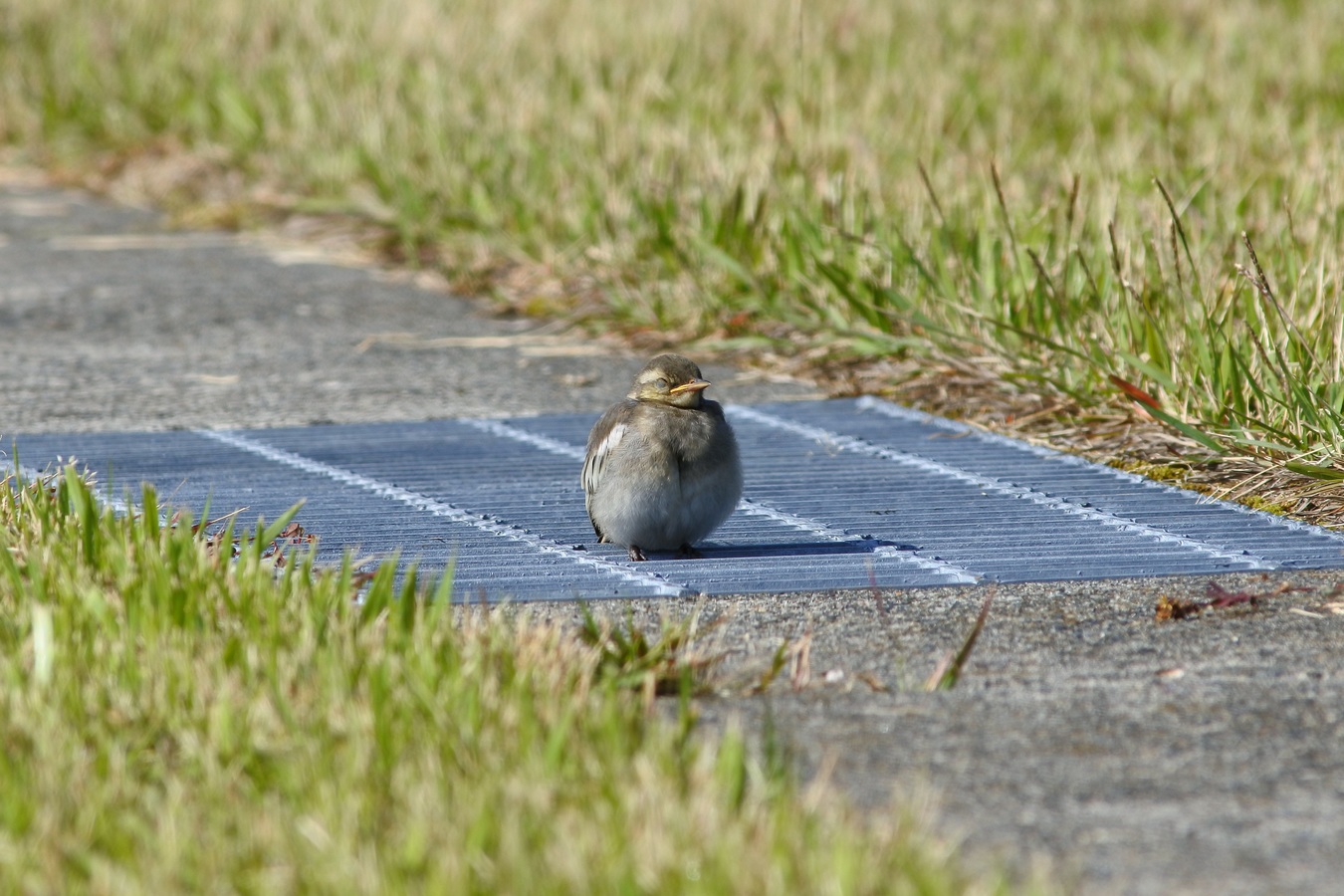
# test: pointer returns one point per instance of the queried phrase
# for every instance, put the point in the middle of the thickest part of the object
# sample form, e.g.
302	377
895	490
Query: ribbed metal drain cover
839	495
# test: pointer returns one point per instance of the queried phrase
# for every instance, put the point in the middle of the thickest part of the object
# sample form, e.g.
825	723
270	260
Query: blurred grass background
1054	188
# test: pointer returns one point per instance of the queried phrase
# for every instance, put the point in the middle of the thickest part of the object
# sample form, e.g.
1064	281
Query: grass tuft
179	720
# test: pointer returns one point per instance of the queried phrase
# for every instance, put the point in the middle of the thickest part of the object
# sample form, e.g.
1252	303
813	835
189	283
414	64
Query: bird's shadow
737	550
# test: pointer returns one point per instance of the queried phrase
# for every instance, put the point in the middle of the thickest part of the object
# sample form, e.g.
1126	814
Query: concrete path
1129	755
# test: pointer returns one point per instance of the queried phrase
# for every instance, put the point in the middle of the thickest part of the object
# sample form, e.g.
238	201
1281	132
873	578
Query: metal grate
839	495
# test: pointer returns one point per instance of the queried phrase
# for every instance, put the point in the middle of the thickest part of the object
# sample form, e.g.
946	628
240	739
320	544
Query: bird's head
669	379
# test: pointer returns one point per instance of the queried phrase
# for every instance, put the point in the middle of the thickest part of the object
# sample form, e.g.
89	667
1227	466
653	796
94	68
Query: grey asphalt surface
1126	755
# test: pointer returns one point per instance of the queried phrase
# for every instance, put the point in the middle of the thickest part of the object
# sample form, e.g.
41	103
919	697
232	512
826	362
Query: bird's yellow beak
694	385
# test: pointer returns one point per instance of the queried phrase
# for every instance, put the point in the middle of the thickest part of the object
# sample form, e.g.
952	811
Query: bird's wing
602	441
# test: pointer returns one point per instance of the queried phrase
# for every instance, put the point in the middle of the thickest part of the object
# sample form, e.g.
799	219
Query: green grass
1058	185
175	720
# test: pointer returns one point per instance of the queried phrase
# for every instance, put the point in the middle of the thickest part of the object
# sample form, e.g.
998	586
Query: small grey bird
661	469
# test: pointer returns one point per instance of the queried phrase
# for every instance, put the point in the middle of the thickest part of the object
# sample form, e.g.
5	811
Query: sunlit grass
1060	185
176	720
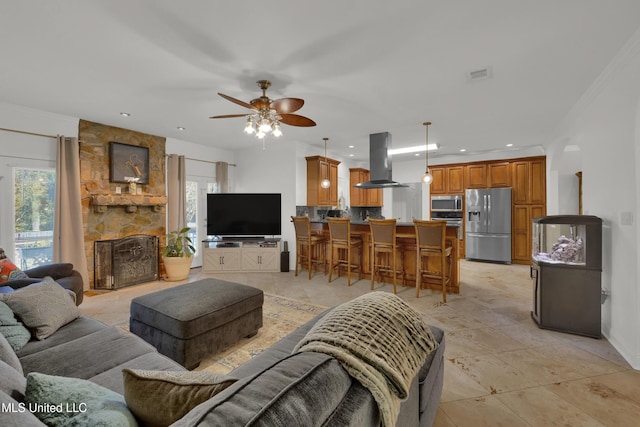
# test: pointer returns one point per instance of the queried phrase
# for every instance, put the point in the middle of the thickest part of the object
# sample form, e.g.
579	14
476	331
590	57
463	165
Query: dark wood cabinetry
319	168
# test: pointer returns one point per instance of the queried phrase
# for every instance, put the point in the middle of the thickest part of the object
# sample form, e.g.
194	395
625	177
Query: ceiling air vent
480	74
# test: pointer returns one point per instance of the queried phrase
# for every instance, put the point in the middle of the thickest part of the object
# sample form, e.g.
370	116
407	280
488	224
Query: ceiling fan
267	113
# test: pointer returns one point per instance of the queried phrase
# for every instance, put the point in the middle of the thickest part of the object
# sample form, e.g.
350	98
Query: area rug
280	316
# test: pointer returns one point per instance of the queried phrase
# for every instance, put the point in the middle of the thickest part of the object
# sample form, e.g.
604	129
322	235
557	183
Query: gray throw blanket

TO BE DONE
Transcribe the records above exactly, omitting every picture they contain.

EXERCISE RESPONSE
# test: pointer returns one point per instance of the queried phrase
# for every instance, put the point in the middle of the thickest part of the object
# sample form, e.g.
302	377
895	490
Query: ribbed metal drain cover
839	495
# test: pointer returns one point per instance of the queried phrase
# for every instance, put the point in the middle of the thickest part of the object
# sample form, e.g.
825	723
270	260
Query: blurred grass background
1054	188
# test: pointer returns one point per instance of the queried phrase
# for every instance, put the point in the middle of the thickest part of the object
# sample form, e.g.
1064	281
Query: grass tuft
179	720
# test: pointer returns one point per instance of the queried phrase
# for every instance, put the point in the middle of the thickest part of the object
# sample form, e.g.
1252	303
813	835
189	283
414	64
Query: bird's shadow
737	550
# test: pointer returns one point per instance of the queried phrase
# for every instance, put the point in the middle of the thickest part of the object
# sample form, e.g.
1126	814
Query: concrete path
1129	755
# test: pointer returns one point per instance of the queried phrase
# for every instance, put the point in the middle of the thickest part of the object
# sample form, e.g.
238	201
1281	132
873	578
Query: metal grate
839	495
# test: pointer returns one point per instance of the queried phrase
# for every instance, put the point in the middle of the thickest part of the object
# sample form, e.g.
946	628
240	739
320	544
Query: bird's head
669	379
# test: pointer returns one point per instance of the queried phrase
# for every instance, put the point in the middle of the thickest part of the object
# sample form, e.g.
89	667
1227	466
653	796
94	68
Query: grey asphalt surface
1126	755
# test: pointer returns one point per instance of the queried phrase
# for every instance, put the point in the middle of the thickest part of the object
# sample form, e.g.
41	103
919	697
232	512
826	362
Query: bird's yellow beak
694	385
# test: pointer returns one point per instance of the queried phrase
# for every instance, put the point in the middle of the thickest part of the object
# sample form, e.g.
952	811
Query: bird's wing
602	441
# test: pointer returns one point per instance of the queried phrase
# for every instance, put the point in the middle of the thickest part of the object
# sample form, e.g.
799	219
Query: green grass
1058	185
175	720
# test: pointer returns one point per instance of the queried phrase
# for every instance, put the point in the middle of the thickest part of the object
# sample form, e.g.
998	586
Query: small grey bird
661	469
# test: pointer returns one point per instance of the queried phrase
# for every instance, put the point in the middle of the thickest part of the object
# sample form, e.g.
5	811
Query: sunlit grass
1060	185
176	720
# test: pointer returns one point per instance of the queried phrase
# for every instance, put the point in the middle of the thickest part of the object
# sample form, e.g.
579	14
476	331
590	57
463	165
Query: dark wood cabinetry
319	168
# test: pointer returns one point per instance of the queried phrase
# for every instance, put the point in the middle of the thickest part of the object
# sample form, e.g.
194	395
625	177
Query: ceiling air vent
480	74
# test: pointer returns one point per instance of the queried phrase
# for every instance, put the point in the middle of the thickest part of the object
# sample form, e.g.
370	116
407	280
488	224
Query: ceiling fan
267	113
# test: pointer returns one point per instance of the queried phrase
# for every instance, put the point in the middle of the thickest part of the object
# sample form, e.g.
350	98
Query: area rug
280	316
# test: pointer returns one point per instance of the queried phrase
# for every instance, put the point in the middle of the thickest part of the object
# sample form, e.g.
604	129
322	235
557	183
Query: gray throw blanket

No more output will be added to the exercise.